Critiques // « Väter » d’Alvis Hermanis à la MC93 / Festival le Standard Idéal

« Väter » d’Alvis Hermanis à la MC93 / Festival le Standard Idéal

Fév 07, 2011 | Aucun commentaire sur « Väter » d’Alvis Hermanis à la MC93 / Festival le Standard Idéal

Critique d’André Antébi

« Väter » Ou « Comment je suis devenu mon père. »

« L’important en art n’est pas d’inventer quelque chose  de neuf, mais de montrer les choses telles qu’elles sont »

Les acteurs ne sont pas encore entrés sur le plateau que le spectacle semble avoir déjà commencé. Le temps que le public s’installe est toujours un moment particulier au théâtre depuis que les rideaux ont disparu de nos mises en scène. Et sur la scène devant nous, une multitude de questions nous est posée. Notre horizon d’attente autour de Vater est mis à l’épreuve. On ne sais pas du tout à quoi s’attendre !
Deux petites tables autour desquelles de nombreux objets, totem, a priori sans cohérence les unes par rapport aux autres, sont posées comme on pourrait les trouver sur le stand d’un vide grenier.
L’ambiance est feutrée, presque familière. Et tout semble possible dans cette installation d’une grande simplicité et qui nous place d’emblée dans l’intime et le souvenir.

- CONSIGNE: Recopiez le passage de la critique qui va de « Critique d’André Antébi » à « d’un vide grenier. ». Ne vous servez que de la critique.

- DONNÉES:
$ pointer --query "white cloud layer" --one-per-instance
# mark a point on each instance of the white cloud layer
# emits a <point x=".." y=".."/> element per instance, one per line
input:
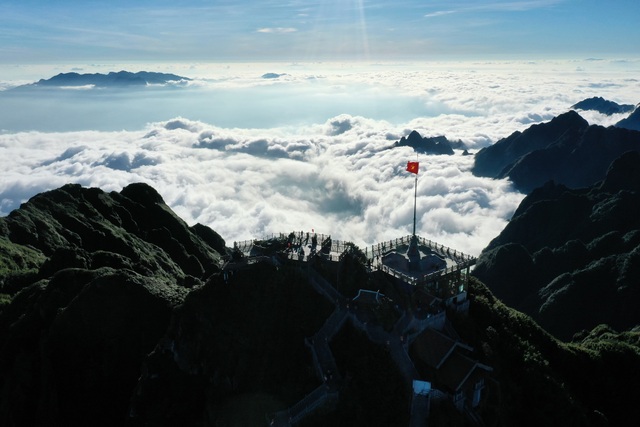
<point x="324" y="164"/>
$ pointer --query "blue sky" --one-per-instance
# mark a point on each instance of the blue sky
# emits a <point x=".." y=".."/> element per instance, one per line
<point x="297" y="30"/>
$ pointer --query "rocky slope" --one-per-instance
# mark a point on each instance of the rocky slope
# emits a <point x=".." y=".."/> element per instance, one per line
<point x="94" y="278"/>
<point x="571" y="258"/>
<point x="566" y="150"/>
<point x="632" y="122"/>
<point x="117" y="313"/>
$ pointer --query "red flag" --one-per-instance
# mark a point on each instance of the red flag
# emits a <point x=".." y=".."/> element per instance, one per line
<point x="413" y="167"/>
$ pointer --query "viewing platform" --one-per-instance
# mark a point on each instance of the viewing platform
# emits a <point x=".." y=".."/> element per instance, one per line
<point x="440" y="270"/>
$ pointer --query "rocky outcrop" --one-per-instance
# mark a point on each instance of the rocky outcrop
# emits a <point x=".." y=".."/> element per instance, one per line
<point x="571" y="258"/>
<point x="94" y="278"/>
<point x="601" y="105"/>
<point x="112" y="79"/>
<point x="428" y="145"/>
<point x="566" y="150"/>
<point x="632" y="122"/>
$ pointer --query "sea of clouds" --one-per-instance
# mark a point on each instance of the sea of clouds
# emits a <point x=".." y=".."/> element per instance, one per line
<point x="250" y="156"/>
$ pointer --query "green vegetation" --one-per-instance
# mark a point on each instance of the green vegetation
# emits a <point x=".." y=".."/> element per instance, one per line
<point x="543" y="381"/>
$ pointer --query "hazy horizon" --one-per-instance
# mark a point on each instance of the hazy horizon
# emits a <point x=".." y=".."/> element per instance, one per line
<point x="249" y="156"/>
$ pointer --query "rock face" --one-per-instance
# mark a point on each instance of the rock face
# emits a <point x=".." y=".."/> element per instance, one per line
<point x="113" y="79"/>
<point x="632" y="122"/>
<point x="428" y="145"/>
<point x="566" y="150"/>
<point x="571" y="258"/>
<point x="603" y="106"/>
<point x="95" y="277"/>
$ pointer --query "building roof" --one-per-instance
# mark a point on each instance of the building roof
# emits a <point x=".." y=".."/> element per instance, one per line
<point x="370" y="297"/>
<point x="434" y="348"/>
<point x="458" y="370"/>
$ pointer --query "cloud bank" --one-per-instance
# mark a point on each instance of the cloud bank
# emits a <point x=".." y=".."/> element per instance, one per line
<point x="339" y="178"/>
<point x="320" y="165"/>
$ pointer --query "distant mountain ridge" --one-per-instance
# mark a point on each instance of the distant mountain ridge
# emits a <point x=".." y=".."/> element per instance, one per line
<point x="570" y="258"/>
<point x="632" y="122"/>
<point x="566" y="149"/>
<point x="603" y="106"/>
<point x="112" y="79"/>
<point x="429" y="145"/>
<point x="113" y="311"/>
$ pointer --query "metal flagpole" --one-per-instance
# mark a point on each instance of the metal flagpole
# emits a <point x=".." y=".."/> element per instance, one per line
<point x="415" y="198"/>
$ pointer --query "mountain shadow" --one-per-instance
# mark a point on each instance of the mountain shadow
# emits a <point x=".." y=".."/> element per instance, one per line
<point x="114" y="312"/>
<point x="570" y="258"/>
<point x="566" y="150"/>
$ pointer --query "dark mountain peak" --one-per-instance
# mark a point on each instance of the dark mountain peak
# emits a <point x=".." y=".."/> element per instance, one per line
<point x="580" y="246"/>
<point x="498" y="160"/>
<point x="603" y="106"/>
<point x="112" y="79"/>
<point x="566" y="150"/>
<point x="624" y="173"/>
<point x="632" y="122"/>
<point x="142" y="193"/>
<point x="414" y="136"/>
<point x="428" y="145"/>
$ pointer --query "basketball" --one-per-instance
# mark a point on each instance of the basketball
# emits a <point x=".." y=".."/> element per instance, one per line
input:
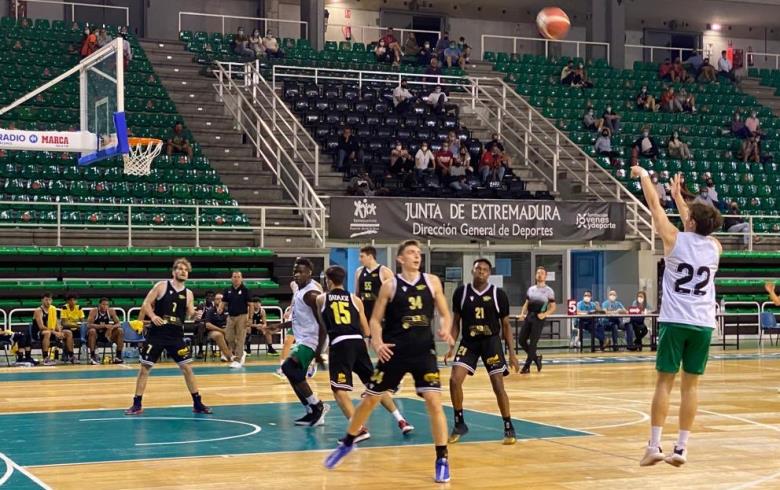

- RÉPONSE:
Critique d’André Antébi

« Väter » Ou « Comment je suis devenu mon père. »

« L’important en art n’est pas d’inventer quelque chose  de neuf, mais de montrer les choses telles qu’elles sont »

Les acteurs ne sont pas encore entrés sur le plateau que le spectacle semble avoir déjà commencé. Le temps que le public s’installe est toujours un moment particulier au théâtre depuis que les rideaux ont disparu de nos mises en scène. Et sur la scène devant nous, une multitude de questions nous est posée. Notre horizon d’attente autour de Vater est mis à l’épreuve. On ne sais pas du tout à quoi s’attendre !
Deux petites tables autour desquelles de nombreux objets, totem, a priori sans cohérence les unes par rapport aux autres, sont posées comme on pourrait les trouver sur le stand d’un vide grenier.